### TEXTO MOSTRADO
---------------

# Era eso..



## alebg2

Hola!
El problema es la traducción al ita de este fragmento:
En tiempos de Jesús, un pequeño lugar ERA ESO, UN PUEBLECITO, UNAS CUANTAS CHOZAS DE PASTORES Y CAMPESINOS.
Mi traducción:
Ai tempi di Gesù, un piccolo luogo non era  che questo, un paesino, un gruppetto di capanne di pastori e agricoltori.
¿Está bien?
Gracias


----------



## Neuromante

Io direbbe che sia:
Era proprio questo: Un paesino...
Era quello: Un paesino...

Ma dipenderà dal contesto
Sempre con i due punti. Un problemma da puntuazzione, tante volta non è la estesa fra spagnolo e italiana.


----------



## Larroja

Ai tempi di Gesù, un posto piccolo non era che un paesino, poche capanne di pastori e agricoltori.

---------------

### LISTADO
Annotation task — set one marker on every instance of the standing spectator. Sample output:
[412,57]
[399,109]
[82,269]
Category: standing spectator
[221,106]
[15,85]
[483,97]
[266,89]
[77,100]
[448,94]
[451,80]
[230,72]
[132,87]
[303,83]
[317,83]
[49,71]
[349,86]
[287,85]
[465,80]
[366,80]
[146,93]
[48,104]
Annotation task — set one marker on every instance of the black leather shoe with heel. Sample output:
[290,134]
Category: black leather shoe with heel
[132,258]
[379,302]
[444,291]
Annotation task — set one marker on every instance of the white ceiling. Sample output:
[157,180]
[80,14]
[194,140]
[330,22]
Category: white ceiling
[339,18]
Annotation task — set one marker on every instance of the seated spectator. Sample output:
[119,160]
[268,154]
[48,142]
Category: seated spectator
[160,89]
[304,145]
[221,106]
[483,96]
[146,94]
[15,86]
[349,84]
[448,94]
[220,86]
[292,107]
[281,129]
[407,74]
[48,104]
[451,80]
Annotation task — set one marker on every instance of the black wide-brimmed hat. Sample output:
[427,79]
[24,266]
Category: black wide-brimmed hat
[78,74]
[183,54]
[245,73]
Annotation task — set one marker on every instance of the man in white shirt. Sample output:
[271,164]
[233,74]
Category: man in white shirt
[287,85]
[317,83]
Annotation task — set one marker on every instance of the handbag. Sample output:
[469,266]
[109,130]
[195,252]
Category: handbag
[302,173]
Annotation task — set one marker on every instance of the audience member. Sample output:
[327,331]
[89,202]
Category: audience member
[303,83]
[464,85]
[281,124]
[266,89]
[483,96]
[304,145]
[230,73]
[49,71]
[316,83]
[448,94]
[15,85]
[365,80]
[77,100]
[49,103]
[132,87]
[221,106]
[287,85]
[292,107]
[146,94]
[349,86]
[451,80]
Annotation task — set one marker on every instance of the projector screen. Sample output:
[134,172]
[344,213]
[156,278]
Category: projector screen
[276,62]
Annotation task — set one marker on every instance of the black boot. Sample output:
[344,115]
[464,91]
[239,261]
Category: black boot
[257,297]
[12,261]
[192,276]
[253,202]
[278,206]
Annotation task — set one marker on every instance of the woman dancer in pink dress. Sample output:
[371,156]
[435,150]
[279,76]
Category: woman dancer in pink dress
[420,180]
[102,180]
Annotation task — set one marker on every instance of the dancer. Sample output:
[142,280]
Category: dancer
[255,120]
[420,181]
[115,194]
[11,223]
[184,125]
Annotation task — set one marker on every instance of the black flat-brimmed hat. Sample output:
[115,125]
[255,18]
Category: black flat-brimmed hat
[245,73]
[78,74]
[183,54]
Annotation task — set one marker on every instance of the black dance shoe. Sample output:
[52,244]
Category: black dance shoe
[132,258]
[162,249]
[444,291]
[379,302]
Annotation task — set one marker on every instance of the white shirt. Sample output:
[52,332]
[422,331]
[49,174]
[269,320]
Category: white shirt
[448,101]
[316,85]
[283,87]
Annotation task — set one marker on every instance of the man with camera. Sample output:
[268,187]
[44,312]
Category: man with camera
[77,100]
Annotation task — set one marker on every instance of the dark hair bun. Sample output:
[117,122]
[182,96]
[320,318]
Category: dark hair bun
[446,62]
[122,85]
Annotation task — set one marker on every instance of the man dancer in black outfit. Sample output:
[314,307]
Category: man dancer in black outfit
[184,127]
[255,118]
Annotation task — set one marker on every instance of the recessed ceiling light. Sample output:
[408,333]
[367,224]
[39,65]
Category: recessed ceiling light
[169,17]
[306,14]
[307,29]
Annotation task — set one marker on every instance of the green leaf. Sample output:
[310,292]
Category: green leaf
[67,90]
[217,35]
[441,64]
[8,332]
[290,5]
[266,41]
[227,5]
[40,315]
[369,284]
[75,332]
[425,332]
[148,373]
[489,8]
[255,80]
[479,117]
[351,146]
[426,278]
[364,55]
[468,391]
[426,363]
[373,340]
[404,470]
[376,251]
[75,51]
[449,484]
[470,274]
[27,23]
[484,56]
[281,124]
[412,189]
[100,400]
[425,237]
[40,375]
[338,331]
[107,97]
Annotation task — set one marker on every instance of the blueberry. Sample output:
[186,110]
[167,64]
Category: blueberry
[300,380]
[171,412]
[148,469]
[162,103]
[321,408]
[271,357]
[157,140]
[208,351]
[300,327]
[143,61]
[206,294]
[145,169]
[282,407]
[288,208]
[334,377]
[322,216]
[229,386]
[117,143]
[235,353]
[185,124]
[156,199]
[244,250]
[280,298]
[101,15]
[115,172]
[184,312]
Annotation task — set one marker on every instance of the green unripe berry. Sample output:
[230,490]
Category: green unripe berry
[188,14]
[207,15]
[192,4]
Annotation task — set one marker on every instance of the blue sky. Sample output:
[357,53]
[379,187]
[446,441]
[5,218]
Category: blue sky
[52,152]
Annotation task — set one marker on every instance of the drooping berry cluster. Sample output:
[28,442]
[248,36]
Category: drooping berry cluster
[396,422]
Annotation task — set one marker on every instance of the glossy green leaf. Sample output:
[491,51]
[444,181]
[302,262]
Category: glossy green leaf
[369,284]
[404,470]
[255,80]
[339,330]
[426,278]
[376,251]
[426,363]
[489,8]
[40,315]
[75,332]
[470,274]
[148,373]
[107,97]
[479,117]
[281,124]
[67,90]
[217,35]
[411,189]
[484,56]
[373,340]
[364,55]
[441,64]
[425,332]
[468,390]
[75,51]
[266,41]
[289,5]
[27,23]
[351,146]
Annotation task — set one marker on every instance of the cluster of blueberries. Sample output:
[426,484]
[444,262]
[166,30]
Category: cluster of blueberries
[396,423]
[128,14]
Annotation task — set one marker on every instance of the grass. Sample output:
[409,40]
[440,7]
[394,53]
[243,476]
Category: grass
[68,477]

---------------

### TAREA ESCRITA A
Enumera los nombres de usuario que firman mensajes en el hilo sobre la traducción al italiano.
### TAREA ESCRITA B
Cambia, en el hilo sobre la traducción al italiano, el fragmento que abre con las palabras que contienen "El problema es" y cierra con "di capanne di pastori e agricoltori.", sustituyendo "pequeño lugar" por "pequeño poblado".
### TAREA ESCRITA C
Prosigue el hilo sobre la traducción al italiano desde el punto en que termina.

### RESULTADO DEL EJERCICIO A
alebg2, Neuromante, Larroja

### RESULTADO DEL EJERCICIO B
El problema es la traducción al ita de este fragmento:
En tiempos de Jesús, un pequeño poblado ERA ESO, UN PUEBLECITO, UNAS CUANTAS CHOZAS DE PASTORES Y CAMPESINOS.
Mi traducción:
Ai tempi di Gesù, un piccolo luogo non era  che questo, un paesino, un gruppetto di capanne di pastori e agricoltori.

### RESULTADO DEL EJERCICIO C
----------



## Yulan

Hola Alebg2 

Yo también creo que mucho depiende del contexto; pero, a pesar de que no sea la traducción literal,  yo diría: "Ai tempi di Gesù, un luogo piccolo era così, un paesino, alcune capanne di pastori e contadini"

_"Così"_ de todas maneras haría referencia a una precedente descripción de los lugares en aquellos tiempos.

Espero que te pueda servir.

Un saludo


----------



## Neuromante

Advierto que "era eso" se suele usar para decir algo redundante. Esta frase podría ser equivalente a "un pueblo pequeño es lo que es un pueblo pequeño.... (Y después lo que es un pueblo pequeño)
"Era quello che era..." No "quel", cuidado. "Aquello" y no "aquel"


----------



## Jube

Mi pare che l'espressione adeguada sia; "non era piu che eso; un paesino" (c'era soltanto un paio di case)


----------



## kreiner

Bisogna vedere se nella frase precedente si fa qualche riferimento ai paesini. In questo caso "eso" rimanderebbe alla descrizione precedente. Per questo i contesti sono importanti.


----------



## 0scar

Yo diría:
Ai tempi di Gesù, un piccolo luogo _non era altro che questo:_ un paesino, un gruppetto di capanne di pastori e agricoltori.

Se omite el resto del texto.